## What you are asked to do
Type out every entry again, character for character.

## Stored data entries
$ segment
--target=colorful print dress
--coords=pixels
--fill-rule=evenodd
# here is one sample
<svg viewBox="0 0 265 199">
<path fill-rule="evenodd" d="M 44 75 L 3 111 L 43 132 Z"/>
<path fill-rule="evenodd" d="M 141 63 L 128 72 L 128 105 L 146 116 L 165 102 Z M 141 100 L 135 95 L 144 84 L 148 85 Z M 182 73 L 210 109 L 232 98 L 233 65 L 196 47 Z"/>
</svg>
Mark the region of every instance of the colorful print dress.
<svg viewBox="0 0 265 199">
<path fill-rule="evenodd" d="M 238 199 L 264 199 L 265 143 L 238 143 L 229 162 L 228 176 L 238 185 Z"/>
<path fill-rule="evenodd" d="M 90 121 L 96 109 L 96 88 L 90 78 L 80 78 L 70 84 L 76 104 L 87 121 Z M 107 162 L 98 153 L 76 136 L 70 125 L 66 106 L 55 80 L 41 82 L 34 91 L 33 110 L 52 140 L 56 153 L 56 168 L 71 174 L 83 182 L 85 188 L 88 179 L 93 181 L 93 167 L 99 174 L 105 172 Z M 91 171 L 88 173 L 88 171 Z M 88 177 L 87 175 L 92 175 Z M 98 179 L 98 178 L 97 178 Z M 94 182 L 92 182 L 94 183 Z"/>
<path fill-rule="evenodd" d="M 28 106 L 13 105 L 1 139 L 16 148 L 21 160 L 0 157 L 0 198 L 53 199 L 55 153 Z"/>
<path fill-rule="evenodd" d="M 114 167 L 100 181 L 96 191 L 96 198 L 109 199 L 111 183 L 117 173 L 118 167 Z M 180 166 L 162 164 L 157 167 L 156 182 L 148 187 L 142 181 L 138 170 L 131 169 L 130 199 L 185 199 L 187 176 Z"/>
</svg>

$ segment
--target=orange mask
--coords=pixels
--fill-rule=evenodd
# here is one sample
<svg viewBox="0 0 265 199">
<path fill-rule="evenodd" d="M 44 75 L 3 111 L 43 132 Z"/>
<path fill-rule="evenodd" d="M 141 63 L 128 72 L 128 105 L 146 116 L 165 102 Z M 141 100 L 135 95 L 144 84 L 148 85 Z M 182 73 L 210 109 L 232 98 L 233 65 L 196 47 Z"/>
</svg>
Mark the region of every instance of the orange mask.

## Reply to the task
$ segment
--target=colorful print dress
--coords=pixels
--fill-rule=evenodd
# here is one sample
<svg viewBox="0 0 265 199">
<path fill-rule="evenodd" d="M 44 75 L 3 111 L 43 132 Z"/>
<path fill-rule="evenodd" d="M 141 63 L 128 72 L 128 105 L 146 116 L 165 102 Z M 141 100 L 135 95 L 144 84 L 148 85 Z M 182 73 L 210 109 L 232 98 L 233 65 L 196 47 Z"/>
</svg>
Mark the region of every instance of the colorful print dress.
<svg viewBox="0 0 265 199">
<path fill-rule="evenodd" d="M 238 199 L 264 199 L 265 143 L 238 143 L 229 162 L 228 176 L 238 185 Z"/>
<path fill-rule="evenodd" d="M 90 121 L 96 109 L 96 88 L 90 78 L 80 78 L 70 84 L 76 104 L 87 121 Z M 107 162 L 98 153 L 76 136 L 70 125 L 66 106 L 55 80 L 41 82 L 34 91 L 33 110 L 52 140 L 56 153 L 56 168 L 71 174 L 83 182 L 85 188 L 88 179 L 93 181 L 93 167 L 99 174 L 105 172 Z M 91 171 L 88 173 L 88 171 Z M 88 177 L 87 175 L 92 175 Z M 98 179 L 98 178 L 97 178 Z M 94 182 L 92 182 L 94 183 Z"/>
<path fill-rule="evenodd" d="M 28 106 L 13 105 L 1 139 L 16 148 L 21 160 L 0 157 L 0 198 L 53 199 L 55 153 Z"/>
<path fill-rule="evenodd" d="M 114 167 L 100 181 L 96 191 L 96 198 L 109 199 L 111 183 L 117 173 L 118 167 Z M 180 166 L 162 164 L 157 167 L 156 182 L 148 187 L 142 181 L 138 170 L 131 169 L 130 199 L 185 199 L 187 176 Z"/>
</svg>

$ segment
--target=orange mask
--coords=pixels
--fill-rule=evenodd
# here is one sample
<svg viewBox="0 0 265 199">
<path fill-rule="evenodd" d="M 44 75 L 3 111 L 43 132 Z"/>
<path fill-rule="evenodd" d="M 141 63 L 128 72 L 128 105 L 146 116 L 165 102 Z M 141 100 L 135 95 L 144 84 L 148 85 Z M 182 73 L 210 109 L 232 98 L 233 65 L 196 47 Z"/>
</svg>
Mark the region of every instance of the orange mask.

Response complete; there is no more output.